#### [Text extract]
Wednesday, January 7, 2015

(#98-1) January 7 2015 What happens to a country when it gets financialized? Quite a lot—and none of it is good—and, particularly, when it get financialized to excess. Right now, that is the U.S. situation. Just look at the figures.

AN IDLE QUESTION

VICTOR - SHOT BY MICK - ENHANCED

IS THE ECONOMIC SYSTEM WE HAVE WORKING FOR US? OR MAYBE JUST GETTING US DEEPER AND DEEPER INTO DEBT? OR IS THAT A SILLY QUESTION?

US debt dec 31 2014_0

THIS IS THE NATIONAL DEBT FROM 2007 TO 2014

IT TOTALS $18 TRILLION—AND CHANGE

When Obama took office on Jan. 20, 2009, the debt was $10,626,877,048,913.08. Since then, it has increased $7,514,567,086,650.22--which is $65,443 per household, $70,985 per full-time worker and $84,266 per full-time private-sector worker.

#### [The task]
Reproduce, word for word, the stretch of the post on the national debt from "VICTOR - SHOT" through "A SILLY QUESTION?".

#### [Shape boundary entries]
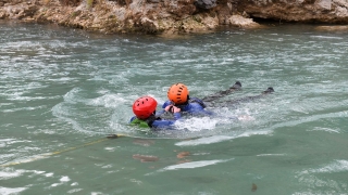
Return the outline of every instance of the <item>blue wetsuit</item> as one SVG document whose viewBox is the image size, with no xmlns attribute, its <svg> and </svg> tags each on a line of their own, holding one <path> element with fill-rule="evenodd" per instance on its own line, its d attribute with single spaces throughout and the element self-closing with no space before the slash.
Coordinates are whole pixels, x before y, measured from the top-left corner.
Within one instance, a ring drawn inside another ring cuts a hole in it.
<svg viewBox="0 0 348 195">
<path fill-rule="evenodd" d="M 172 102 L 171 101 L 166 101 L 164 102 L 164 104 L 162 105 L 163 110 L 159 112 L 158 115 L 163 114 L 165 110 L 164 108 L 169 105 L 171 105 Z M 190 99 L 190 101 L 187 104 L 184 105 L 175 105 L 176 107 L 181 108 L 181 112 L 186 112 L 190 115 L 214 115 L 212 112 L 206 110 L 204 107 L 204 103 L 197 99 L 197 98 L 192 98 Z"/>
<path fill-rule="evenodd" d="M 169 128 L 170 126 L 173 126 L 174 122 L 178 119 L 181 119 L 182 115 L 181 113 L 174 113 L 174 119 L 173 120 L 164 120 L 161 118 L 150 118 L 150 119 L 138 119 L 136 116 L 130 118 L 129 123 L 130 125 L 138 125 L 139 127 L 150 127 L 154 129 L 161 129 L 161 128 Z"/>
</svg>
...
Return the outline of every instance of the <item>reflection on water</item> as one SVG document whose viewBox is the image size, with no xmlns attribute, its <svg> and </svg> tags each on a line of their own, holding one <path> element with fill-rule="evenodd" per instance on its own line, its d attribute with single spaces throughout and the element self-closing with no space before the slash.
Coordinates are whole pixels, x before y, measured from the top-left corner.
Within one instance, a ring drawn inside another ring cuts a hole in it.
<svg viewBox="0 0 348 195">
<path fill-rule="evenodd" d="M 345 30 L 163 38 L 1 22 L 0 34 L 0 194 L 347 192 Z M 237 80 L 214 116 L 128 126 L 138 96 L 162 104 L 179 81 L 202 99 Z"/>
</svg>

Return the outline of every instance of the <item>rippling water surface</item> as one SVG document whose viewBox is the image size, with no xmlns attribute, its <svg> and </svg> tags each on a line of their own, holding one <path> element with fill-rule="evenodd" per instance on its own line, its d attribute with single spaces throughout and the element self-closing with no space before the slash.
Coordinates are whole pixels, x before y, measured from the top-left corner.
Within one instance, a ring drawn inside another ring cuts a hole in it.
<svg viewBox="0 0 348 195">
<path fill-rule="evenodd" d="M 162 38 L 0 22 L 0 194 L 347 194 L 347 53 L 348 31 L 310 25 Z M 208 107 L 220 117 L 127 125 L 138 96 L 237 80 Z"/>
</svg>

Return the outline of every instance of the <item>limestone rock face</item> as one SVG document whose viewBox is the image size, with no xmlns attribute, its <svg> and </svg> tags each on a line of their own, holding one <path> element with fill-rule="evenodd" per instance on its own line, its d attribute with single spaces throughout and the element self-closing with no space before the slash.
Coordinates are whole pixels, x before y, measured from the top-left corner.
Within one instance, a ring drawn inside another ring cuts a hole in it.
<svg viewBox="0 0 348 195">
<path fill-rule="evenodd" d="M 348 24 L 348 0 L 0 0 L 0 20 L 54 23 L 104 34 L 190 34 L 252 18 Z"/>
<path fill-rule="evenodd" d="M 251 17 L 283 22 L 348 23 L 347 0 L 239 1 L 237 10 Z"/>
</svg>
---
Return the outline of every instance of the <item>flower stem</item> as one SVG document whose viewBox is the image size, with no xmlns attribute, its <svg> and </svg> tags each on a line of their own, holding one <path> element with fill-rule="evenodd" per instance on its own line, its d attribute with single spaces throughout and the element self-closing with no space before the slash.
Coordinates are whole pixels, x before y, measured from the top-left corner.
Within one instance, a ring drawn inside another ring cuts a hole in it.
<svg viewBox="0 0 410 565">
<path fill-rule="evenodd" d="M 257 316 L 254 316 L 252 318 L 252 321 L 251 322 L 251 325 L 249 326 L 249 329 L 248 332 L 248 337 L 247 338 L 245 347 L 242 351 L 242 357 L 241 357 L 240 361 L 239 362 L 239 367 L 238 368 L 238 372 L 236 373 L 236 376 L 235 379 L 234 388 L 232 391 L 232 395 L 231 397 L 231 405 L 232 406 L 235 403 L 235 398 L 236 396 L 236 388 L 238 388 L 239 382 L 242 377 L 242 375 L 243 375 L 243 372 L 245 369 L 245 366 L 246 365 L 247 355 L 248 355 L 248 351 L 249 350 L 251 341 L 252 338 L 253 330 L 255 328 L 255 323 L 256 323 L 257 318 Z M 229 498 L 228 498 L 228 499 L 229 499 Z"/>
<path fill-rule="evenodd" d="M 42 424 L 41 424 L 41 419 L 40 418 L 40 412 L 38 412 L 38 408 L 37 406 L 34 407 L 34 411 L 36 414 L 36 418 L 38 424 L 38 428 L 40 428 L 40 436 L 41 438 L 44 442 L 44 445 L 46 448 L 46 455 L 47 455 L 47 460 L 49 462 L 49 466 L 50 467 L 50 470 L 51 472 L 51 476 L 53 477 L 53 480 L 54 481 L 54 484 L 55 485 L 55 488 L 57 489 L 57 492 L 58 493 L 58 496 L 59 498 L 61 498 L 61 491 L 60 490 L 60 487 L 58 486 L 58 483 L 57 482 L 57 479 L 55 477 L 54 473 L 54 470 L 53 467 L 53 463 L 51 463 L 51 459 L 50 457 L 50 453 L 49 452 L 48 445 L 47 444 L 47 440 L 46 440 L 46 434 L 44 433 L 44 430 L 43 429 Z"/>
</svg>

#### [Reply to the exercise]
VICTOR - SHOT BY MICK - ENHANCED

IS THE ECONOMIC SYSTEM WE HAVE WORKING FOR US? OR MAYBE JUST GETTING US DEEPER AND DEEPER INTO DEBT? OR IS THAT A SILLY QUESTION?